WHAT IS ASKED: Could you reproduce the records below, beginning at the line that contains "Objective - one point per instance of the butterfly abdomen" and stopping after the line that contains "Objective - one point per instance of the butterfly wing", with "instance" renamed to "occurrence" and everything else left unchanged?

===== TASK INPUT =====

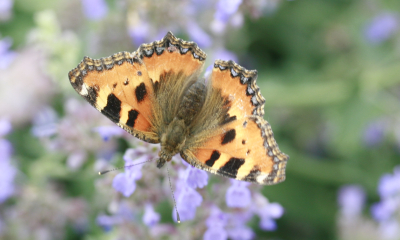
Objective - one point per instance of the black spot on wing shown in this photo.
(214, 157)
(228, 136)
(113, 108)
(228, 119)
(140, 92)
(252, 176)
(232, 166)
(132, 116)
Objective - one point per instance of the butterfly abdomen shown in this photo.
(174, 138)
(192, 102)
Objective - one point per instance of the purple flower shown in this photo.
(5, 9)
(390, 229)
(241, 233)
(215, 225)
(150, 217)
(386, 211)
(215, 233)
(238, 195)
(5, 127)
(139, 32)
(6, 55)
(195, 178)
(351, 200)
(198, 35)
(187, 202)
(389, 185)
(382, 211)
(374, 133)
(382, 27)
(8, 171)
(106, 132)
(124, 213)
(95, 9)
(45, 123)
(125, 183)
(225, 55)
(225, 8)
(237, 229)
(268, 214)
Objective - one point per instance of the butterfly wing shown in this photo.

=====
===== TASK INPUT =====

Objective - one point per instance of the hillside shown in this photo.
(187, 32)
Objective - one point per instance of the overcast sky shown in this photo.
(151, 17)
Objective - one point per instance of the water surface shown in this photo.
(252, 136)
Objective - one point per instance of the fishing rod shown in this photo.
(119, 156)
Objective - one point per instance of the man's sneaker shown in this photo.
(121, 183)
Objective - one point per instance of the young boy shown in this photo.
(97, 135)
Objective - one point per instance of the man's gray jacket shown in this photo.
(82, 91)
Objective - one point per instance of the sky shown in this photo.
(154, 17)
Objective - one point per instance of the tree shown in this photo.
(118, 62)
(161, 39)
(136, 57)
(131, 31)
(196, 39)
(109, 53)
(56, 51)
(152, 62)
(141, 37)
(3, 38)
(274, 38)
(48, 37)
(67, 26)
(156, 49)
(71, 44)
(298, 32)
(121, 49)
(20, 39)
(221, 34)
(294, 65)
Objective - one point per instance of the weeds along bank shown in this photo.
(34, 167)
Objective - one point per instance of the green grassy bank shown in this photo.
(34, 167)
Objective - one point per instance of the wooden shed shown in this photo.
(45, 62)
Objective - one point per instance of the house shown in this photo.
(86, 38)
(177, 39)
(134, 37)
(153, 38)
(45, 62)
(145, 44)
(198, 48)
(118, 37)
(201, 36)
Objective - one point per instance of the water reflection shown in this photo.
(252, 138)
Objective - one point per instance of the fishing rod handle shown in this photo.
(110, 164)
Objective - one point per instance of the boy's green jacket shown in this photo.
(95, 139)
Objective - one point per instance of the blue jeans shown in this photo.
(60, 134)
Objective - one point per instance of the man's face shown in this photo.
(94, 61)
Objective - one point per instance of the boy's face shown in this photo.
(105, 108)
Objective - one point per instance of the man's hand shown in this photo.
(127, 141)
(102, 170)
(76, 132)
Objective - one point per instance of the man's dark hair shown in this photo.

=====

SOLVED EXERCISE:
Objective - one point per occurrence of the butterfly abdomen shown in this photo.
(174, 138)
(192, 102)
Objective - one point per occurrence of the purple flower shown in this photo.
(5, 9)
(390, 229)
(241, 233)
(215, 225)
(150, 217)
(386, 211)
(215, 233)
(238, 195)
(5, 127)
(139, 32)
(6, 55)
(195, 178)
(351, 200)
(198, 35)
(187, 202)
(389, 185)
(382, 211)
(374, 133)
(382, 27)
(8, 171)
(106, 132)
(124, 213)
(95, 9)
(45, 123)
(125, 183)
(225, 55)
(225, 8)
(237, 229)
(268, 214)
Objective - one point per occurrence of the butterfly wing shown in this photo.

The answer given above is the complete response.